#### Activity:
As the output, give exactly the lines that run from the one with "Target: small red striped gift box" through the end of the records below, and omit pictures.

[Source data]
________________
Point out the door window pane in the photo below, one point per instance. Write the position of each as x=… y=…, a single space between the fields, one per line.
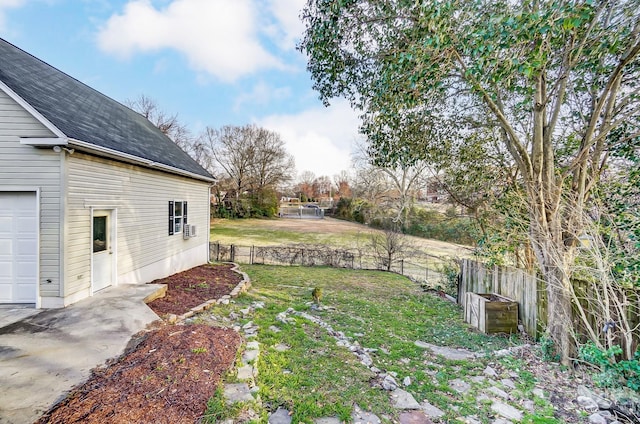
x=177 y=219
x=99 y=233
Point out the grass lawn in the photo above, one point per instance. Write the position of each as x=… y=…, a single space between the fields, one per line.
x=331 y=232
x=382 y=311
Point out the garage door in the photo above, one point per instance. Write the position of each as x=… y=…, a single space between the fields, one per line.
x=18 y=247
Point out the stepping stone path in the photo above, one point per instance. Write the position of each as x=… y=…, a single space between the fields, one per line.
x=489 y=387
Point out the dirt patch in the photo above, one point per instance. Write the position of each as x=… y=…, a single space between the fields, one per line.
x=168 y=378
x=193 y=287
x=168 y=373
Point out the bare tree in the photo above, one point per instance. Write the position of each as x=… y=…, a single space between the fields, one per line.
x=390 y=246
x=252 y=160
x=169 y=124
x=397 y=186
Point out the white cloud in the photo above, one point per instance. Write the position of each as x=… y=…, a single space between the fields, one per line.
x=320 y=139
x=289 y=26
x=4 y=6
x=261 y=94
x=219 y=37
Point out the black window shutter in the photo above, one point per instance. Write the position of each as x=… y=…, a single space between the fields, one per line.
x=184 y=213
x=170 y=218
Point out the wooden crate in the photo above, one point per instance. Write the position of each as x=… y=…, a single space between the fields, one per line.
x=491 y=313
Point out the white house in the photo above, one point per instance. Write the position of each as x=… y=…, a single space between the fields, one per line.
x=91 y=193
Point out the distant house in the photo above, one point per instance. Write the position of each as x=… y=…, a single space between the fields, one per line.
x=91 y=193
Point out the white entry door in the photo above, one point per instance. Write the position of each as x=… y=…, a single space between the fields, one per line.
x=18 y=247
x=102 y=250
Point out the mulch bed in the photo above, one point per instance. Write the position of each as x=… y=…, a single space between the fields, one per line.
x=193 y=287
x=167 y=374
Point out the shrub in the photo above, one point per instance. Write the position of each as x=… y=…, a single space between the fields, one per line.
x=612 y=373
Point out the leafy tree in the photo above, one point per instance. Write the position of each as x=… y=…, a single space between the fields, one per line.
x=555 y=77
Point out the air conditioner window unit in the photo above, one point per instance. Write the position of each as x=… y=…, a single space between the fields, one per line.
x=189 y=231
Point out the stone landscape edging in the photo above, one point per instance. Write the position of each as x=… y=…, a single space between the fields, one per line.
x=241 y=287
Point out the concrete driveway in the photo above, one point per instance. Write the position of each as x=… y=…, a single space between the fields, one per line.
x=44 y=355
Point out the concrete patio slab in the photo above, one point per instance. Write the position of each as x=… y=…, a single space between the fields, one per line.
x=45 y=355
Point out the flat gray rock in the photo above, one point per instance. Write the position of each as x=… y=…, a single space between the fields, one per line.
x=506 y=411
x=431 y=411
x=281 y=416
x=238 y=392
x=459 y=386
x=249 y=356
x=447 y=352
x=327 y=420
x=362 y=417
x=281 y=347
x=498 y=392
x=414 y=417
x=245 y=373
x=403 y=400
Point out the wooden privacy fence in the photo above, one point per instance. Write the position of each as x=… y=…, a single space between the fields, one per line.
x=513 y=283
x=530 y=293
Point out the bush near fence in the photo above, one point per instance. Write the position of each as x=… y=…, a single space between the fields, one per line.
x=423 y=270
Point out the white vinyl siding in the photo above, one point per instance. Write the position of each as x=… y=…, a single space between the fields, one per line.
x=26 y=166
x=140 y=197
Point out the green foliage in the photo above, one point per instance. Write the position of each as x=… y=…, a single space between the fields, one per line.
x=548 y=348
x=448 y=282
x=448 y=227
x=613 y=373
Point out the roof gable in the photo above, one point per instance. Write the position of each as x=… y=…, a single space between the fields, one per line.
x=84 y=114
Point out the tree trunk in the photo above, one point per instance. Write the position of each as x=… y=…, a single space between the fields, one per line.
x=555 y=260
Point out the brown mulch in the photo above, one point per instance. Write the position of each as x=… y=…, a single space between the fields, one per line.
x=193 y=287
x=168 y=373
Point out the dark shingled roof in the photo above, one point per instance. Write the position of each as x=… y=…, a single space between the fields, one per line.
x=85 y=114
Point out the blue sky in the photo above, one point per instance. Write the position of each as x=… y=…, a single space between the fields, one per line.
x=213 y=62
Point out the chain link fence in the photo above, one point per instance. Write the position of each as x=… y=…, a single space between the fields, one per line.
x=422 y=268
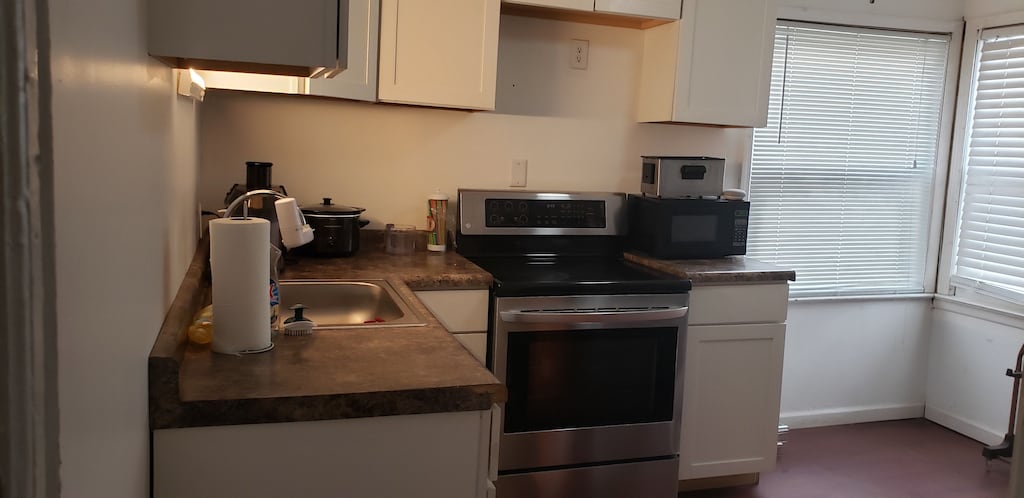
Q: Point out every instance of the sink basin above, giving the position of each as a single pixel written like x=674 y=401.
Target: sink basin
x=344 y=303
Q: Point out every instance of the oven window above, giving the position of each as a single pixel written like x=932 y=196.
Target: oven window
x=587 y=378
x=694 y=229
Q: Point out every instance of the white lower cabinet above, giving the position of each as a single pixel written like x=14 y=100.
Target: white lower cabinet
x=438 y=455
x=732 y=379
x=464 y=313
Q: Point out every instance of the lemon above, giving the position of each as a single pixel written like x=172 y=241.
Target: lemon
x=201 y=333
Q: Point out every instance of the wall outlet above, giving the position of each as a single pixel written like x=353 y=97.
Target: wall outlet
x=517 y=174
x=581 y=53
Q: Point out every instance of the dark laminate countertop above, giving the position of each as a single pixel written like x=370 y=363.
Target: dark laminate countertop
x=331 y=374
x=732 y=270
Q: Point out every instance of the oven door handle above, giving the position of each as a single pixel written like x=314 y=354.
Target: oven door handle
x=580 y=317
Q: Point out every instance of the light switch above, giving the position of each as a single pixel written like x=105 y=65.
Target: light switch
x=517 y=175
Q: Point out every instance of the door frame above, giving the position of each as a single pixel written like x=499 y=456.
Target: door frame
x=29 y=439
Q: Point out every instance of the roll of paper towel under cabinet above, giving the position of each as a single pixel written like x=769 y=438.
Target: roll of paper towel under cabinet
x=240 y=257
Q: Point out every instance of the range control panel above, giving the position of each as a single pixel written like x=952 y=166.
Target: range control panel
x=545 y=213
x=541 y=213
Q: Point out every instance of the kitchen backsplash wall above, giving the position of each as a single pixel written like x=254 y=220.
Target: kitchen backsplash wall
x=576 y=128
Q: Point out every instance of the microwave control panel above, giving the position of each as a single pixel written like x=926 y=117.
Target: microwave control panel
x=538 y=213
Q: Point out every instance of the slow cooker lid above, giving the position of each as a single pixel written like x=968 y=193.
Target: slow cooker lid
x=329 y=208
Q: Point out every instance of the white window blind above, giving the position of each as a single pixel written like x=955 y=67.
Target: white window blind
x=841 y=178
x=990 y=239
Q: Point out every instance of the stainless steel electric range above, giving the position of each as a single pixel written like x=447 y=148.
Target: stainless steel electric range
x=590 y=346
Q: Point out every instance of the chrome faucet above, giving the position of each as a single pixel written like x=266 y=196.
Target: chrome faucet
x=294 y=230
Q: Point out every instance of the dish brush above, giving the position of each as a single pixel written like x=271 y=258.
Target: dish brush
x=298 y=325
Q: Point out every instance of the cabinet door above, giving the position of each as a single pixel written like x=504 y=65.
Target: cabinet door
x=732 y=382
x=428 y=455
x=668 y=9
x=358 y=81
x=587 y=5
x=713 y=67
x=464 y=313
x=264 y=36
x=438 y=52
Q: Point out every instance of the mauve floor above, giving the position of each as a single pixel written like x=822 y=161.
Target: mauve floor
x=893 y=459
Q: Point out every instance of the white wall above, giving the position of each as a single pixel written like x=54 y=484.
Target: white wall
x=967 y=388
x=577 y=129
x=857 y=361
x=125 y=172
x=981 y=8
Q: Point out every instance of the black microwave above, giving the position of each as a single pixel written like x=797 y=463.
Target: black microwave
x=687 y=229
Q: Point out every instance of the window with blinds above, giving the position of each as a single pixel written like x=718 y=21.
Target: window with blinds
x=990 y=237
x=841 y=179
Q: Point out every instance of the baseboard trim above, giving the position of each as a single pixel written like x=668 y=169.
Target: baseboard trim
x=984 y=434
x=719 y=482
x=840 y=416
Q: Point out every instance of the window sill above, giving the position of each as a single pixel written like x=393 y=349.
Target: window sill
x=1001 y=316
x=865 y=297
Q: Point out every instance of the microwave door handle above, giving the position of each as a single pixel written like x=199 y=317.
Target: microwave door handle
x=593 y=316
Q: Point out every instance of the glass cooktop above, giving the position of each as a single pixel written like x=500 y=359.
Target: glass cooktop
x=565 y=276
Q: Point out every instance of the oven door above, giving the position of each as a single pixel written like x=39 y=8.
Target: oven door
x=591 y=379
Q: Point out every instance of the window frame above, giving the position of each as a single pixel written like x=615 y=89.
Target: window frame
x=950 y=109
x=972 y=49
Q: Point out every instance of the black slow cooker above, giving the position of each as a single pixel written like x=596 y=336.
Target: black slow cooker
x=336 y=229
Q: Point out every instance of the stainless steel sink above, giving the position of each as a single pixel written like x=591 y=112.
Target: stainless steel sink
x=348 y=303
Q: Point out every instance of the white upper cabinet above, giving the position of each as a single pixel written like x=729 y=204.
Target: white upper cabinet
x=438 y=52
x=668 y=9
x=586 y=5
x=712 y=67
x=299 y=38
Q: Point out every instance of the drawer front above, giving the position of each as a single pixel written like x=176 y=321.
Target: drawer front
x=738 y=303
x=458 y=310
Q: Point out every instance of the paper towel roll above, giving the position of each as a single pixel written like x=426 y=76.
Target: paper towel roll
x=240 y=262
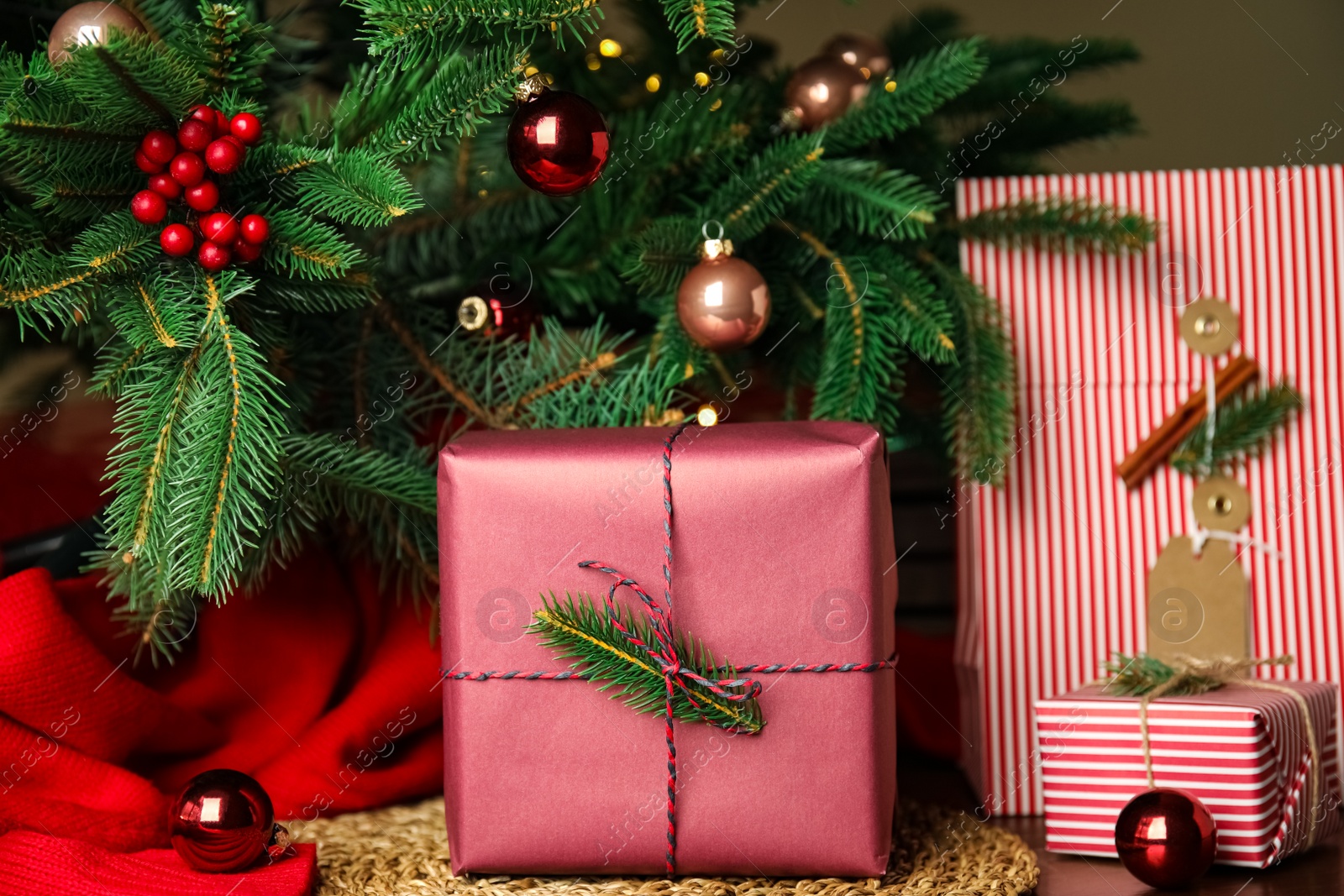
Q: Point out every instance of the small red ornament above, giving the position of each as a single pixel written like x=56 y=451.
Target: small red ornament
x=187 y=168
x=176 y=239
x=558 y=143
x=723 y=302
x=255 y=228
x=194 y=134
x=245 y=251
x=159 y=147
x=219 y=228
x=147 y=164
x=222 y=821
x=223 y=156
x=203 y=196
x=213 y=255
x=246 y=127
x=165 y=186
x=1166 y=837
x=148 y=207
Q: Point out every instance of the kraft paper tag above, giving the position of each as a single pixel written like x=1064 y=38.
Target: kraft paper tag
x=1198 y=605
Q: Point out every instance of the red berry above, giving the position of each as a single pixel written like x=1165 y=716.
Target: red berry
x=246 y=251
x=187 y=168
x=213 y=255
x=219 y=228
x=159 y=147
x=206 y=116
x=165 y=186
x=203 y=196
x=255 y=228
x=195 y=134
x=246 y=127
x=147 y=164
x=148 y=207
x=223 y=156
x=176 y=239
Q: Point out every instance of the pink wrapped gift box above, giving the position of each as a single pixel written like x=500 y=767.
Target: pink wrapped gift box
x=784 y=553
x=1243 y=752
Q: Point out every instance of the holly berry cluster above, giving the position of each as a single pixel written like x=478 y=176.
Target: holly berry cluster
x=176 y=168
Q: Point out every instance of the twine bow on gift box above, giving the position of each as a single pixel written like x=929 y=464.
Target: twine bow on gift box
x=1149 y=679
x=649 y=663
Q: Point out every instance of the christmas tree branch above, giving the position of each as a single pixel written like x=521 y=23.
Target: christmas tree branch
x=428 y=364
x=582 y=631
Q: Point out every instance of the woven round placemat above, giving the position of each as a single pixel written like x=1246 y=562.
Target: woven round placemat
x=403 y=851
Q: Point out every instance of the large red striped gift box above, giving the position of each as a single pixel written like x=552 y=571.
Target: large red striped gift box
x=1243 y=752
x=1054 y=564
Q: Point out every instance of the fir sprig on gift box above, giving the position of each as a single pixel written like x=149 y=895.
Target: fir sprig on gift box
x=585 y=633
x=1245 y=426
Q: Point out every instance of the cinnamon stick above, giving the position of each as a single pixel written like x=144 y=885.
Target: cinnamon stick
x=1160 y=443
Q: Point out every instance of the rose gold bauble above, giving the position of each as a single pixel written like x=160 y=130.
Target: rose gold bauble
x=87 y=23
x=723 y=304
x=1166 y=839
x=822 y=89
x=860 y=51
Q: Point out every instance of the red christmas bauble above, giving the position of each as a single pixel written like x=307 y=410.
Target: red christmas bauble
x=213 y=255
x=187 y=168
x=159 y=145
x=223 y=156
x=203 y=196
x=223 y=819
x=723 y=304
x=148 y=207
x=165 y=186
x=245 y=251
x=1166 y=837
x=176 y=239
x=255 y=228
x=219 y=228
x=246 y=127
x=558 y=143
x=194 y=134
x=147 y=164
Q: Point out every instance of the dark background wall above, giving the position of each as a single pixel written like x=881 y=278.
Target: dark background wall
x=1222 y=82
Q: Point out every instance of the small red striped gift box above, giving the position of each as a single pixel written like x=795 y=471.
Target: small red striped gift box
x=1243 y=752
x=1054 y=566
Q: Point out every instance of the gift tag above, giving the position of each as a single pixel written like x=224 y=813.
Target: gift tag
x=1196 y=605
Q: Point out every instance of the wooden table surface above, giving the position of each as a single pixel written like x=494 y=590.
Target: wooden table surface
x=1316 y=873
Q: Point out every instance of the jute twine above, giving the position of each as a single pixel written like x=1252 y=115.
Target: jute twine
x=403 y=849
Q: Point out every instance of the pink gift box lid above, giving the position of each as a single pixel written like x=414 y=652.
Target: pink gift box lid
x=783 y=553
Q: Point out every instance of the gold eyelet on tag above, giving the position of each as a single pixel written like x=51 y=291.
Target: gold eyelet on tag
x=1210 y=325
x=1221 y=503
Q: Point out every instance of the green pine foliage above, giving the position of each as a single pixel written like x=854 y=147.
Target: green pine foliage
x=1245 y=426
x=302 y=398
x=581 y=631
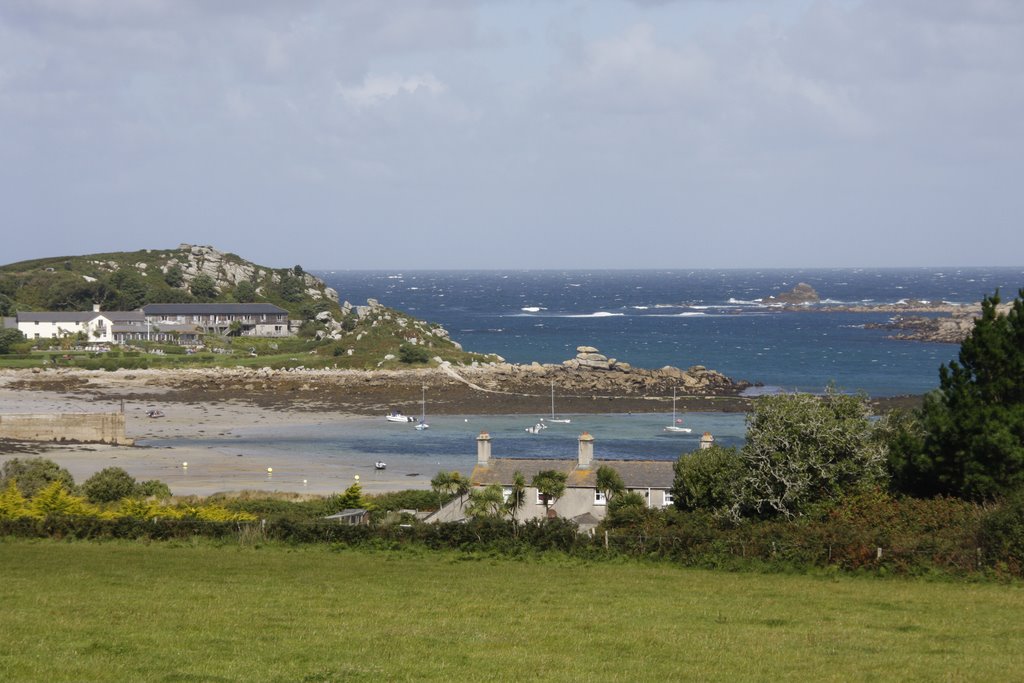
________________
#### Exercise answer:
Target: small red striped gift box
x=1243 y=752
x=1054 y=566
Q: Point out every instance of the gift tag above, giving the position of each as a single pixel written like x=224 y=813.
Target: gift tag
x=1196 y=605
Q: Point out every instance of the wooden table surface above, giving the position of each as a single pixel written like x=494 y=590.
Target: wooden table surface
x=1316 y=873
Q: Point out every instance of the jute twine above, giving the position of each as a single pixel written like x=1252 y=115.
Target: jute twine
x=403 y=849
Q: Point out every instance of the pink gift box lid above, giving the position of each as a single pixel written like x=414 y=652.
Target: pink gift box lid
x=783 y=553
Q: Point out every instance of the gold eyelet on tag above, giving the position of each as a single pixel written like x=51 y=291.
Target: gold eyelet on tag
x=1210 y=325
x=1221 y=503
Q: Point out every instance of the green pine foliage above, giving the position of each as a single pixel written like x=854 y=147.
Target: green pine foliage
x=1245 y=426
x=302 y=398
x=581 y=631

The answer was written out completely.